▸ What the task asks:
The full listing, start to finish: write it out again exactly.
_ _ _ _ _ _ _
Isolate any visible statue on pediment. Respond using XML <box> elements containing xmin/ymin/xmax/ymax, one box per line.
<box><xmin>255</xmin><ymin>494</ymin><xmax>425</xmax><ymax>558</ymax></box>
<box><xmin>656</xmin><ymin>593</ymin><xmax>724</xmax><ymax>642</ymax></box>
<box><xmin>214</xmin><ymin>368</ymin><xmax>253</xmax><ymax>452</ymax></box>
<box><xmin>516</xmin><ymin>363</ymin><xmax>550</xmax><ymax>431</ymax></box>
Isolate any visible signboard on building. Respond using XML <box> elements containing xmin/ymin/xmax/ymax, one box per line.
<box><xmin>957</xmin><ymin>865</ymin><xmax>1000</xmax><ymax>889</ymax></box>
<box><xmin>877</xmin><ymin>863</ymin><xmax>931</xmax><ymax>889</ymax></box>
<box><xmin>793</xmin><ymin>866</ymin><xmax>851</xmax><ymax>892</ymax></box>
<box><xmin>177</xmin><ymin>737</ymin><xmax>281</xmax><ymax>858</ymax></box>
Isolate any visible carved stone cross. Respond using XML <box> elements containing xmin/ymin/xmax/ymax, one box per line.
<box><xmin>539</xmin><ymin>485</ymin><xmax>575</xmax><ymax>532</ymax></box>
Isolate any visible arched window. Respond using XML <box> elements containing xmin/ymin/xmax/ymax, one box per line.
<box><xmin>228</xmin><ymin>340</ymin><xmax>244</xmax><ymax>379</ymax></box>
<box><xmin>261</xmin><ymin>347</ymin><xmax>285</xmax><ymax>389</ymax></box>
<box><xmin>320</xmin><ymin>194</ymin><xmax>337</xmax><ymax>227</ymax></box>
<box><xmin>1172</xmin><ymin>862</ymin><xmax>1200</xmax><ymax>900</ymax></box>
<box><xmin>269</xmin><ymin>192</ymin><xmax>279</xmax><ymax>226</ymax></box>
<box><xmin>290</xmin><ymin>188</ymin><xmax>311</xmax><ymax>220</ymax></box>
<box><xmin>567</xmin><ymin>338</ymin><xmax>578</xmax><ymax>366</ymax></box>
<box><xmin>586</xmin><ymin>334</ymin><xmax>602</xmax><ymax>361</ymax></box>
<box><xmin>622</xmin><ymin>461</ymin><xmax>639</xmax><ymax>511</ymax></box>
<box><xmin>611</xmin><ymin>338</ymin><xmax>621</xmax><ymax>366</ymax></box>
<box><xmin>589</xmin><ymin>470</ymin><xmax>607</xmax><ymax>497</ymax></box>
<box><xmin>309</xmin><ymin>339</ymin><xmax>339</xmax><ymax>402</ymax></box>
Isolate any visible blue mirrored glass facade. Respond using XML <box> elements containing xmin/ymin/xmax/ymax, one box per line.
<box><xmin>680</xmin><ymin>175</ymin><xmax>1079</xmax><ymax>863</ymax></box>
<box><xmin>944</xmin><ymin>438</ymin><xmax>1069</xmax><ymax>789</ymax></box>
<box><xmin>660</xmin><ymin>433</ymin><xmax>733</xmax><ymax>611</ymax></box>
_ _ _ _ _ _ _
▸ Response below:
Isolate any visible statue on pediment. Respond using XML <box> elements containing xmin/ymin/xmax/ymax, one box per line.
<box><xmin>255</xmin><ymin>494</ymin><xmax>425</xmax><ymax>558</ymax></box>
<box><xmin>656</xmin><ymin>593</ymin><xmax>724</xmax><ymax>642</ymax></box>
<box><xmin>214</xmin><ymin>368</ymin><xmax>253</xmax><ymax>452</ymax></box>
<box><xmin>516</xmin><ymin>363</ymin><xmax>550</xmax><ymax>431</ymax></box>
Isolate any visible signboard on building. Respond using XML <box> elements containing xmin/ymin/xmax/ymax, one box per line.
<box><xmin>957</xmin><ymin>865</ymin><xmax>1000</xmax><ymax>889</ymax></box>
<box><xmin>877</xmin><ymin>863</ymin><xmax>931</xmax><ymax>889</ymax></box>
<box><xmin>793</xmin><ymin>866</ymin><xmax>851</xmax><ymax>892</ymax></box>
<box><xmin>177</xmin><ymin>737</ymin><xmax>281</xmax><ymax>858</ymax></box>
Isolate any visible carved stone cross. Respond using XML <box> elements containing xmin/ymin/xmax/ymax, one box per line.
<box><xmin>539</xmin><ymin>485</ymin><xmax>575</xmax><ymax>532</ymax></box>
Isolate any visible arched window. Respond using XML <box> elements containing xmin/ymin/xmax/ymax, one box per line.
<box><xmin>228</xmin><ymin>340</ymin><xmax>244</xmax><ymax>379</ymax></box>
<box><xmin>261</xmin><ymin>347</ymin><xmax>285</xmax><ymax>389</ymax></box>
<box><xmin>320</xmin><ymin>194</ymin><xmax>337</xmax><ymax>227</ymax></box>
<box><xmin>1172</xmin><ymin>862</ymin><xmax>1200</xmax><ymax>900</ymax></box>
<box><xmin>269</xmin><ymin>192</ymin><xmax>279</xmax><ymax>226</ymax></box>
<box><xmin>290</xmin><ymin>188</ymin><xmax>311</xmax><ymax>220</ymax></box>
<box><xmin>567</xmin><ymin>338</ymin><xmax>578</xmax><ymax>366</ymax></box>
<box><xmin>586</xmin><ymin>334</ymin><xmax>602</xmax><ymax>361</ymax></box>
<box><xmin>622</xmin><ymin>461</ymin><xmax>639</xmax><ymax>511</ymax></box>
<box><xmin>611</xmin><ymin>338</ymin><xmax>621</xmax><ymax>366</ymax></box>
<box><xmin>589</xmin><ymin>470</ymin><xmax>607</xmax><ymax>497</ymax></box>
<box><xmin>309</xmin><ymin>339</ymin><xmax>339</xmax><ymax>402</ymax></box>
Isolate any visible blue mirrored glass facade. Respond using XML <box> elements containing xmin/ymin/xmax/ymax, one box per line.
<box><xmin>680</xmin><ymin>175</ymin><xmax>1079</xmax><ymax>863</ymax></box>
<box><xmin>944</xmin><ymin>438</ymin><xmax>1069</xmax><ymax>789</ymax></box>
<box><xmin>660</xmin><ymin>433</ymin><xmax>733</xmax><ymax>611</ymax></box>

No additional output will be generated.